# [Text]
Infolge dessen kam es 1976 und 1977 dreimal hintereinander zu
drastischen Abwertungen der Schwedischen Krone.
Die
sozialistischen Nachkriegsregierungen, vor allem unter den bekannten Premierministern
Tage Erlander und Olof Palme, der 1986 einem Attentat zum Opfer fiel, hatten
lange Zeit Wert auf einen Wohlfahrtsstaat und vor allem auf Vollbeschäftigung
gesetzt. Diese Ziele ließen sich nur unter erheblichen Steuerbelastungen
angehen, konnten freilich jedoch nie ganz erreicht werden. Einher gingen sie
mit einer latenten Inflationsgefahr, bei der es sich ursächlich vor allem um
eine Lohninflation handelte. Was lange Zeit politisch als undenkbar erschien,
führte schließlich in den 1990er Jahren zu einem Umdenken in der Geldpolitik.
Man schwenkte in Schweden nun auf das Ziel der Inflationsbekämpfung nach
deutschem Vorbild um. So wurde die Geldpolitik schließlich die wichtigste
Aufgabe für die Schwedische Zentralbank, in der sie aber mittlerweile eine
starke unabhängige Position besitzt.
Während ihrer
langen Geschichte hat die Schwedische Reichsbank viele Krisen erlebt und
durchlebt. Ihr Archiv als Zentralbank ist naturgemäß das älteste auf der Welt
und beherbergt viele Schätze an Informationen im geschichtlichen Auf- und Ab
der letzten 350 Jahre. Eine Fundgrube für Wirtschaftswissenschaftler und
Wirtschaftshistoriker. Auch die älteste Zentralbank der Welt musste aus Fehlern
lernen. Die Erfahrungen haben gezeigt, nur eine unabhängige, für klar definierte
Ziele verantwortliche Zentralbank ist der beste Garant für eine gelungene
Geldpolitik. Das gilt für ein Land, oder, wie im Falle des Euro, einer Länder-
und Währungsgemeinschaft.

# [Aufgaben]
A: In welchen Jahren wurde die Schwedische Krone laut dem Text über die Schwedische Reichsbank dreimal hintereinander drastisch abgewertet?
B: Fasse den Absatz aus dem Text über die Schwedische Reichsbank, der mit „Die sozialistischen Nachkriegsregierungen“ beginnt, als Stichpunktliste zusammen.
C: Schreibe den Text über die Schwedische Reichsbank im Anschluss an seinen letzten Satz weiter.

# [Gespeicherte Zeilen]
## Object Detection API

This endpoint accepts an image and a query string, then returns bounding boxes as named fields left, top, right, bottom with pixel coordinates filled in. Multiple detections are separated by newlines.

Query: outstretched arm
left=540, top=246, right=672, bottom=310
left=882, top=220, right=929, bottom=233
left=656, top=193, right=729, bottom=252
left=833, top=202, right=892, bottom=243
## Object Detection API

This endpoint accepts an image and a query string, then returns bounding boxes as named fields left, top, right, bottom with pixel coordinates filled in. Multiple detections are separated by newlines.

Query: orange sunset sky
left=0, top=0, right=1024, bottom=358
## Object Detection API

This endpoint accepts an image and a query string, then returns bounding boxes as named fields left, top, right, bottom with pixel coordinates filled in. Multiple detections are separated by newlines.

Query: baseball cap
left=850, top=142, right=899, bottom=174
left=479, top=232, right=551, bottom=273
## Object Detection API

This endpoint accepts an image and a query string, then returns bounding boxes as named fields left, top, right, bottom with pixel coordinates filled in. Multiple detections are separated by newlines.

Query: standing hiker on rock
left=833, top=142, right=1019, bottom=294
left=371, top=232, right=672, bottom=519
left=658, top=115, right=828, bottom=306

---

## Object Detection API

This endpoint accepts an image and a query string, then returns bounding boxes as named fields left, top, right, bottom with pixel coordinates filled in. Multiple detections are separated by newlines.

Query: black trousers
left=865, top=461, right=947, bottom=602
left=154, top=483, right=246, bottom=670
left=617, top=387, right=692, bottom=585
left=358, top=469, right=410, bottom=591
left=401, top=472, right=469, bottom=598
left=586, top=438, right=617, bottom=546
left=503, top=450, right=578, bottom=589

...

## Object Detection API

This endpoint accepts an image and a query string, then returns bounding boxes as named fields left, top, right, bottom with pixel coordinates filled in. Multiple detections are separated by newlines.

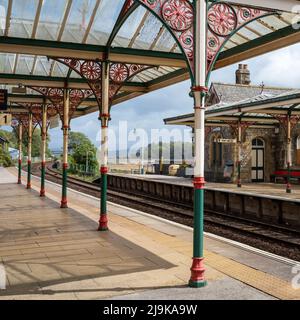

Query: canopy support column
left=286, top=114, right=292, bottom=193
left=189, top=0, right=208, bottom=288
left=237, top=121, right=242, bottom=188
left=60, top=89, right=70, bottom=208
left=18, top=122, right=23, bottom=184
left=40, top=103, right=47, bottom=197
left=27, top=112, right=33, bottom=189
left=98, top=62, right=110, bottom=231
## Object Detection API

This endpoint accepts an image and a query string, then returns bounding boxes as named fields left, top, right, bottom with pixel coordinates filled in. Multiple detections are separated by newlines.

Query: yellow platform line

# [Ergebnisse je Aufgabe]
A: 1976 und 1977.

B:
- Die sozialistischen Nachkriegsregierungen, vor allem unter Tage Erlander und Olof Palme (1986 bei einem Attentat getötet), setzten auf Wohlfahrtsstaat und Vollbeschäftigung.
- Diese Ziele erforderten hohe Steuerbelastungen und wurden nie ganz erreicht.
- Dabei bestand eine latente Inflationsgefahr, vor allem durch Lohninflation.
- In den 1990er Jahren vollzog Schweden ein Umdenken und richtete die Geldpolitik nach deutschem Vorbild auf Inflationsbekämpfung aus.
- Die Geldpolitik wurde zur wichtigsten Aufgabe der Zentralbank, die heute eine starke unabhängige Position hat.

C:
Auch in
Schweden gibt es schillernde Geschichten über zu hohe Verschuldung Einzelner zu
erzählen. Eine davon ist das Schicksal des Ivar Kreuger. Dieser schwedische
Erbe diverser Zündholzfabriken brachte es in den 1920er und 1930er Jahren fertig,
einigen, von den Folgen des Ersten Weltkriegs gebeutelten, Ländern große
Kredite zu verschaffen. Als Sicherheit diente ein sogenanntes Zündholzmonopol,
mit dem sich die Kredit nehmenden Länder auf Jahrzehnte hinaus verpflichteten
Kreugers Monopol in Zündhölzern zu respektieren. Doch Kreuger verzettelte sich
mit seinen diversen Geschäften und versprach mehr als er am Ende halten konnte.
Um seiner klammen finanziellen Situation zu entkommen, begann er schließlich
ganze Staatsanleihen zu fälschen. Als sein Schwindel aufflog, entzog sich
Kreuger durch Selbstmord den drohenden Konsequenzen und erschoss sich am 12.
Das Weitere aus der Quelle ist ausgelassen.